* Exercise instructions *
Write out again only the lines running from the one that contains "the form [149,50]." to the end of the records below, including both the first and the last.
— begin —
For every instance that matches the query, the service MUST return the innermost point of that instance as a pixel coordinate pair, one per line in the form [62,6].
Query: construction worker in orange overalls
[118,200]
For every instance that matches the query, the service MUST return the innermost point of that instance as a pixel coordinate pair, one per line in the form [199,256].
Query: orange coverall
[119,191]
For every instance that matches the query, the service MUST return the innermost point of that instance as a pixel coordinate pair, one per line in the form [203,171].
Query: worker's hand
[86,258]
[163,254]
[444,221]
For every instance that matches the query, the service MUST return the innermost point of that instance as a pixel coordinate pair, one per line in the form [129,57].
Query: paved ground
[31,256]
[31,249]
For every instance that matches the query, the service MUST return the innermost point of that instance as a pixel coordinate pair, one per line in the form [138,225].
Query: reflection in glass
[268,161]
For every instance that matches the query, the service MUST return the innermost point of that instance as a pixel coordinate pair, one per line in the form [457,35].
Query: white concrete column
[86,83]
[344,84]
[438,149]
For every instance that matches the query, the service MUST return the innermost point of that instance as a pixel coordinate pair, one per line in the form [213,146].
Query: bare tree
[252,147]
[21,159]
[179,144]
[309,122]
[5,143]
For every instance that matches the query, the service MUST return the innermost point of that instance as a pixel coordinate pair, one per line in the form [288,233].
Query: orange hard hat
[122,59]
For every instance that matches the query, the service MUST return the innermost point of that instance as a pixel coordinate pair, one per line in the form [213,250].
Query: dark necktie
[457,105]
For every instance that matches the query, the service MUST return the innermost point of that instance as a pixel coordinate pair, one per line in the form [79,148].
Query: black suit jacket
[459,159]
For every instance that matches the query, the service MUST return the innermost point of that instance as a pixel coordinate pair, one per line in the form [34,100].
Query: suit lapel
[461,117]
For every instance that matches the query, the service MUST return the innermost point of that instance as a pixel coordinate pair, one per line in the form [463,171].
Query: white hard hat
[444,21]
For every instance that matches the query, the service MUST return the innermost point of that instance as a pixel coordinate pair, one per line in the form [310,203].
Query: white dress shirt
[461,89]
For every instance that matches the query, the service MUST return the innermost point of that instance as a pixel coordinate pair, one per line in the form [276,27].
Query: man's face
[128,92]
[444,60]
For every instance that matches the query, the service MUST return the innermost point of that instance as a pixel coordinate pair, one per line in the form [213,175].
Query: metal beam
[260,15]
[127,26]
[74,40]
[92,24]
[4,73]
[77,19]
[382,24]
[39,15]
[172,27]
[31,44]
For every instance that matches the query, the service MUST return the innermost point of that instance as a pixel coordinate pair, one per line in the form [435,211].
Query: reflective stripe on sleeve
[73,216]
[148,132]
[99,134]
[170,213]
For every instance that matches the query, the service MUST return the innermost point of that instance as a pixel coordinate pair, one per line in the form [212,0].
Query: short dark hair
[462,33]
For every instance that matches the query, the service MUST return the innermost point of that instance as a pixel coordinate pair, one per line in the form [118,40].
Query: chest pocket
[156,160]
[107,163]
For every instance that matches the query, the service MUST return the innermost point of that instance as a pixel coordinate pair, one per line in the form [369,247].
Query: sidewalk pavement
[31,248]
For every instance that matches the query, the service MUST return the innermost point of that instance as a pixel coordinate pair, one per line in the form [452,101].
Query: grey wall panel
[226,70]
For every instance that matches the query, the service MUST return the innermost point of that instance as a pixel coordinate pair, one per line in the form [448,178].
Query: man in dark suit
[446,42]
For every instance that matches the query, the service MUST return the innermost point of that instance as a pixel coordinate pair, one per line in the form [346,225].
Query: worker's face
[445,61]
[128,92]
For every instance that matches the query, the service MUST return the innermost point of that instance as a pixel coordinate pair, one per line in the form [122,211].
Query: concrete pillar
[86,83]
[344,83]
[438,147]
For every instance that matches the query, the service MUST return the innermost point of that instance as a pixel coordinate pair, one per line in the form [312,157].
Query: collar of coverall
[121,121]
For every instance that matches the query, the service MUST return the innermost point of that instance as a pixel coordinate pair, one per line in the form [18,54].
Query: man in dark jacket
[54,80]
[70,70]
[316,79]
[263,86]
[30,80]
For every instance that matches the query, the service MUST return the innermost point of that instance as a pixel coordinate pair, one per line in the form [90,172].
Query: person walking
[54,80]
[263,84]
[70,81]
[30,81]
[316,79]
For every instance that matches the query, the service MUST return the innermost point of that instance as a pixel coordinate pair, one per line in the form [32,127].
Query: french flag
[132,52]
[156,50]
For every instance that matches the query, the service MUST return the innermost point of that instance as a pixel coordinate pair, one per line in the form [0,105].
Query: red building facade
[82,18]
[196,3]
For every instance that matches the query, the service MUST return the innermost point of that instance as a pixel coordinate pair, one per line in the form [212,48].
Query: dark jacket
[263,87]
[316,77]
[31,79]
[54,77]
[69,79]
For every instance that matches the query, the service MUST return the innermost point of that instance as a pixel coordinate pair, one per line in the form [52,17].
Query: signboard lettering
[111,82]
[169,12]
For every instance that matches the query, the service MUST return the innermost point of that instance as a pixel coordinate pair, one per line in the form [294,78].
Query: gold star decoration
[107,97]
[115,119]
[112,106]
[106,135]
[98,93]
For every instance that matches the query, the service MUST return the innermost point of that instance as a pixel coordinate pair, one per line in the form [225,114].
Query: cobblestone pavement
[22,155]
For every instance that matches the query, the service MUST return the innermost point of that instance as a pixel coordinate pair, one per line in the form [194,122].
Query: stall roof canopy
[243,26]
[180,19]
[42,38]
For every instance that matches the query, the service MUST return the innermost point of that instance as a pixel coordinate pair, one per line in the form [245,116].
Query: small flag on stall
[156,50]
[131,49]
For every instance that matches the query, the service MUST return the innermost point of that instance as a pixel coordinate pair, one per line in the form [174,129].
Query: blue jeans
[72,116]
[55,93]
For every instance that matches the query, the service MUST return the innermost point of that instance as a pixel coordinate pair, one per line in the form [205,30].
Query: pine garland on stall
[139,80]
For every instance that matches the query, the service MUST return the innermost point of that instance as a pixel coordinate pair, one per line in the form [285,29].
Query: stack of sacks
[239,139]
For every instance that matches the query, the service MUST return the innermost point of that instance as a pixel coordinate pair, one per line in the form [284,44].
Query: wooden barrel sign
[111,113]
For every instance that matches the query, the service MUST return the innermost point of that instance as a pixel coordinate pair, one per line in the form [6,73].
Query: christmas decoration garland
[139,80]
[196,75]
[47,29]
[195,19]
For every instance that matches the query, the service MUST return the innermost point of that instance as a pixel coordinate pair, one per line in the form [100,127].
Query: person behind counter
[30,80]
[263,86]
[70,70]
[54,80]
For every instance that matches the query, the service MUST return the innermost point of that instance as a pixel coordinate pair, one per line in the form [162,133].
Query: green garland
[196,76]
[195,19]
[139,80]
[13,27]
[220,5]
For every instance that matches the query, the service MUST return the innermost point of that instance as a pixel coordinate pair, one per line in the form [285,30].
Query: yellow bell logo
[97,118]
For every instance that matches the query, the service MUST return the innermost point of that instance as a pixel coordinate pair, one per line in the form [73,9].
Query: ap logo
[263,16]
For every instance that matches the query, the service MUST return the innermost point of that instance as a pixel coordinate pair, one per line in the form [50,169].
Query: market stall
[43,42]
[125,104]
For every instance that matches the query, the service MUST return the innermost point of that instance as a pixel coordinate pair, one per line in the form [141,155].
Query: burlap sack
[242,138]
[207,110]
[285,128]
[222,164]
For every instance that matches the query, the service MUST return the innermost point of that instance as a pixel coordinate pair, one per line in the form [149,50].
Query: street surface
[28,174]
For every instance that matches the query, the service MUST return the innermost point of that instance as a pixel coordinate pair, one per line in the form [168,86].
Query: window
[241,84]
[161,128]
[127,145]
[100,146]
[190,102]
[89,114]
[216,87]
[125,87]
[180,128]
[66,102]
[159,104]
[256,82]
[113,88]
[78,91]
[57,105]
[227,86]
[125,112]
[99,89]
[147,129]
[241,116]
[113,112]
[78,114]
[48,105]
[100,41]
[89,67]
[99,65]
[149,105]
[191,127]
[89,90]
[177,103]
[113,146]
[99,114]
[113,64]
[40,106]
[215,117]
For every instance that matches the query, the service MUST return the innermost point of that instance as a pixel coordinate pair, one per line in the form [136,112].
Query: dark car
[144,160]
— end —
* Correct response *
For every instance that matches the query, the service MUST return the innermost point of that instance as a pixel coordinate pair, one per line in the form [149,50].
Query: street surface
[28,174]
For every instance that matches the query, the service MUST return the innermost point of that instance as a pixel coordinate pair, one per line in the form [168,86].
Query: window
[241,84]
[161,128]
[127,145]
[100,146]
[190,102]
[89,114]
[216,87]
[125,87]
[180,128]
[66,102]
[159,104]
[256,82]
[113,88]
[78,91]
[57,105]
[227,86]
[125,112]
[99,89]
[147,129]
[241,116]
[113,112]
[78,114]
[48,105]
[100,41]
[89,67]
[99,65]
[149,105]
[191,127]
[89,90]
[177,103]
[113,146]
[99,114]
[113,64]
[40,106]
[215,117]
For every instance that matches the query, the service MUST return the innermost point of that instance as a pixel coordinate pair, one per line in the form [136,112].
Query: dark car
[144,160]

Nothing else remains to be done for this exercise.